Extrait du document

******

Il existe un schéma type de la servitude pour dettes: un employé – la plupart du temps, il s’agit d’un adulte de sexe masculin – demande à son employeur (ou à un agent de recrutement ou à un propriétaire) un prêt ou une avance sur salaire et se voit ensuite condamné à travailler, pour un salaire fortement réduit, jusqu’au remboursement total de sa dette. Derrière cette situation type se profilent les cas de figure les plus divers, depuis les cas «bénins» d’un asservissement de courte durée à de graves, et durables, violations des droits de l’homme – femmes contraintes de travailler pour un salaire dérisoire, voire sans la moindre rémunération, pour rembourser la dette contractée par leur mari ou tout autre homme de la famille, travail d’enfants utilisé comme monnaie d’échange pour le remboursement de la dette des parents. A quoi s’ajoute le fait qu’une dette peut également se transmettre d’une génération à l’autre, que, faute de contrat écrit, le travailleur est exposé à toutes les formes d’exploitation, et que l’exclusion sociale et politique qui frappe ce type de travailleurs accroît encore la complexité du problème.

Objectifs du projet

Bénéficiaires

Les bénéficiaires de ce projet sont l’ensemble des victimes (hommes, femmes et enfants) actuelles ou potentielles du système de la servitude pour dettes. On peut les classer en trois sous-catégories:

  • Les personnes actuellement assujetties à ce système (des hommes dans la plupart des cas) et les membres de leurs familles (femmes et enfants) et, tout particulièrement, celles qui sont piégées durablement dans l’engrenage de la dette, l’objectif immédiat étant en l’occurrence d’identifier, puis de libérer ces personnes.
  • Les hommes et les femmes qui risquent d’être asservis, ou qui travaillent déjà pour rembourser une dette, mais pour une courte durée.
  • Les familles qui ont pu être soustraites à la servitude et qui ont besoin d’une aide économique et sociale pour prendre un nouveau départ.

******

Données fournies
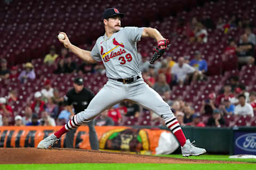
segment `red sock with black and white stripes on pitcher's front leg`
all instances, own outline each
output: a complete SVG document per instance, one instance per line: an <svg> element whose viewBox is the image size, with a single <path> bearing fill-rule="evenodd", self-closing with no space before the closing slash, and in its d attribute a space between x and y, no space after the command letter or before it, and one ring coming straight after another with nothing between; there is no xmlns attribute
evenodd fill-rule
<svg viewBox="0 0 256 170"><path fill-rule="evenodd" d="M175 117L170 118L169 120L165 121L166 126L172 131L175 137L180 142L180 146L184 146L186 143L186 137L183 131L180 128L180 124Z"/></svg>

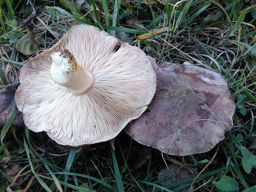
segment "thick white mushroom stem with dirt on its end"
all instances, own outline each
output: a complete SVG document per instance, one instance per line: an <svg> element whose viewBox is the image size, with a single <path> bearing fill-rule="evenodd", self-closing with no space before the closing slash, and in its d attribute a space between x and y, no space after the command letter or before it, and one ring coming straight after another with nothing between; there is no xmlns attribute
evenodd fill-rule
<svg viewBox="0 0 256 192"><path fill-rule="evenodd" d="M77 65L74 56L68 50L58 50L51 54L51 58L51 78L74 95L82 95L94 85L94 75Z"/></svg>

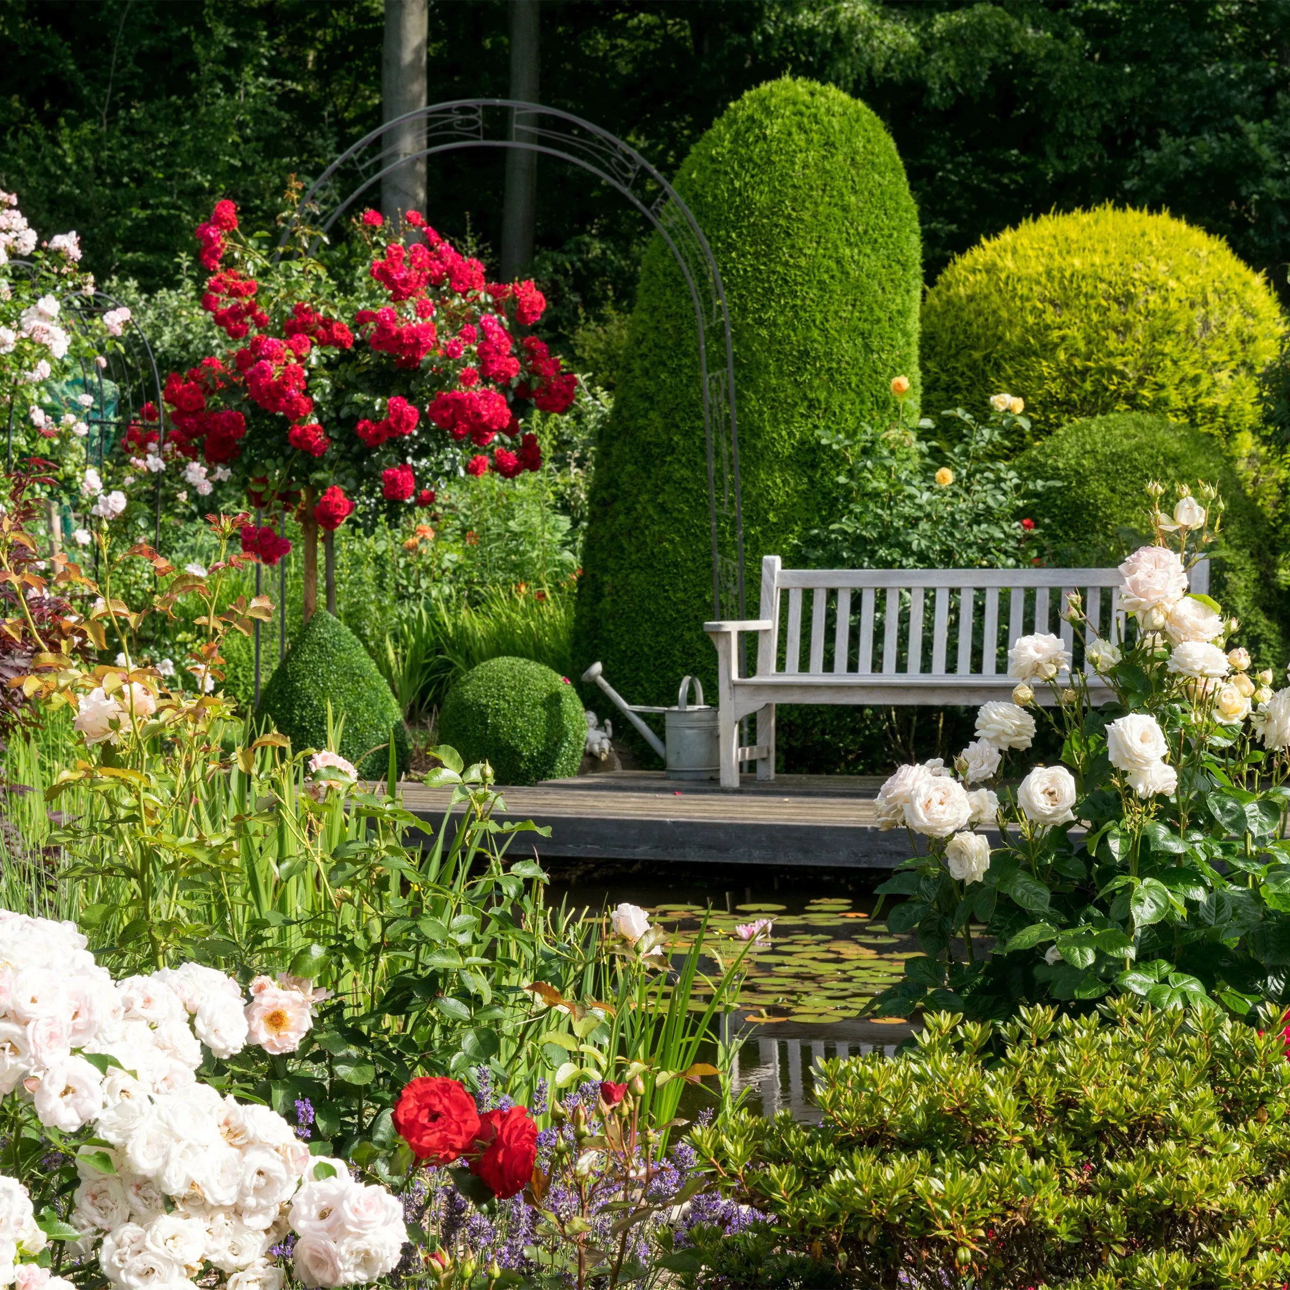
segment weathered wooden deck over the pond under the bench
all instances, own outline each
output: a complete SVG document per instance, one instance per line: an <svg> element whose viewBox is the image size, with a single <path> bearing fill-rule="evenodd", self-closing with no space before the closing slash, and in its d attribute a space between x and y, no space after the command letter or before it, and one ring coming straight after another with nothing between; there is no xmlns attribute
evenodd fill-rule
<svg viewBox="0 0 1290 1290"><path fill-rule="evenodd" d="M516 849L542 859L827 866L888 869L909 854L904 831L880 832L873 797L881 778L782 775L738 789L680 782L662 771L620 770L503 788L507 815L551 828ZM449 791L402 786L404 805L436 824Z"/></svg>

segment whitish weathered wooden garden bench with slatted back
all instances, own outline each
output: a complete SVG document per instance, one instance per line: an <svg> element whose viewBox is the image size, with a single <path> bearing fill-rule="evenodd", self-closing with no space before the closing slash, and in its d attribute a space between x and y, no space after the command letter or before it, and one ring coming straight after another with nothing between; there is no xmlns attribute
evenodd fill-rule
<svg viewBox="0 0 1290 1290"><path fill-rule="evenodd" d="M1121 582L1118 569L784 569L779 556L766 556L761 617L703 624L717 650L722 787L739 787L739 765L747 761L756 761L759 779L775 778L775 704L1005 699L1017 685L1007 675L1007 649L1029 632L1060 635L1089 679L1090 695L1104 697L1107 686L1060 614L1077 591L1093 630L1121 640ZM1209 591L1207 561L1192 569L1191 590ZM751 676L739 675L742 632L757 635ZM1051 700L1045 686L1036 688L1036 698ZM740 747L739 724L752 713L757 742Z"/></svg>

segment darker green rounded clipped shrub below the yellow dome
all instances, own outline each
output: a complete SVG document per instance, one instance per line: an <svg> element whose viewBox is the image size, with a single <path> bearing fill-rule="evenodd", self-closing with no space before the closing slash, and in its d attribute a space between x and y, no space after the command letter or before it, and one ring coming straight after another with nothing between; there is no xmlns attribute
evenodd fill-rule
<svg viewBox="0 0 1290 1290"><path fill-rule="evenodd" d="M1148 480L1166 486L1216 484L1227 510L1223 542L1211 557L1214 597L1240 619L1237 641L1260 667L1281 673L1287 605L1277 579L1275 535L1213 439L1167 417L1120 413L1072 422L1014 464L1023 476L1064 485L1032 503L1049 561L1062 568L1116 565L1151 541ZM1161 501L1173 507L1173 493Z"/></svg>

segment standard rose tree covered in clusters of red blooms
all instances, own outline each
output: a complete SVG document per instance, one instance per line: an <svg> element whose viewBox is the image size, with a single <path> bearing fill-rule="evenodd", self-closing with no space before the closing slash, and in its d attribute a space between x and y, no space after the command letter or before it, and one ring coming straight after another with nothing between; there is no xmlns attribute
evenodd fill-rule
<svg viewBox="0 0 1290 1290"><path fill-rule="evenodd" d="M444 477L537 470L524 417L566 410L577 378L525 334L546 307L533 283L489 283L418 212L388 228L369 210L355 221L368 273L344 292L315 254L325 239L299 218L294 187L288 197L280 254L241 235L231 201L197 227L210 271L201 303L230 343L172 373L169 427L132 427L125 446L184 494L226 482L245 494L262 522L244 548L268 562L284 553L275 517L294 515L308 617L320 526L333 533L356 501L428 506Z"/></svg>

******

Travail demandé
**1.** Dans l'extrait sur la servitude pour dettes, en combien de sous-catégories les bénéficiaires du projet sont-ils répartis ?
**2.** Prolongez l'extrait sur la servitude pour dettes à partir du point où il s'arrête.
Les entrées n'ont aucun rapport avec l'extrait.

Corrigé des exercices
**1.** En trois sous-catégories.

**2.**
Stratégie

Diverses activités stratégiques sont prévues. En amont, il s’agira de procéder à une révision des législations et des politiques en vigueur, afin de permettre la mise en place à l’échelon national d’un cadre favorable; de renforcer les capacités institutionnelles indispensables pour mener une action efficace à tous les niveaux (district, province, pays); d’effectuer les recherches et les analyses nécessaires pour enrichir les connaissances sur ce phénomène; de diffuser ces connaissances dans le cadre d’un vaste travail de sensibilisation destiné à mobiliser les pouvoirs publics. En aval, il s’agira de s’appuyer sur les programmes et plans nationaux pour mettre directement en contact les services d’aide sociale avec le groupe de travailleurs visés par le projet; de nouer des partenariats avec des institutions publiques ou des groupements de la société civile (en particulier les employeurs et les travailleurs) et de les aider à se doter des moyens nécessaires pour lutter contre la servitude pour dettes à leur niveau. Par-dessus tout, il s’agira d’institutionnaliser la lutte contre la servitude et d’assurer la durabilité du projet en favorisant une véritable appropriation nationale.

La mise en œuvre du projet sera assurée essentiellement par le Comité national pour l’abolition de la servitude pour dettes – organe créé dans le cadre de la politique nationale visant l’élimination de ce système et assurant notamment l’exécution de l’ensemble des initiatives prises par le gouvernement pakistanais dans ce domaine. Le comité fournira un cadre directeur général, assurera la coordination du projet avec d’autres programmes nationaux apparentés, et veillera à assurer une homogénéité d’action entre les provinces et les districts.

Quatre comités de coordination tripartites seront constitués dans les provinces pour assurer une meilleure coordination stratégique entre départements. Les comités de vigilance pluripartites qui ont été mis sur pied dans le cadre de la loi sur l’abolition du système de la servitude pour dettes dans les districts les plus touchés permettront aux diverses interventions d’être mieux ancrées dans la réalité locale.

L’un des objectifs de la stratégie est de s’appuyer sur les mécanismes institutionnels en place pour assurer la prise en compte de la question de la servitude pour dettes dans les plans de développement nationaux, régionaux ou locaux axés sur la réduction de la pauvreté. Ces plans doivent notamment viser à permettre aux éléments les plus vulnérables de la société pakistanaise d’accéder aux services éducatifs, sanitaires et de microfinance, et promouvoir les activités génératrices de revenu et la création d’emplois.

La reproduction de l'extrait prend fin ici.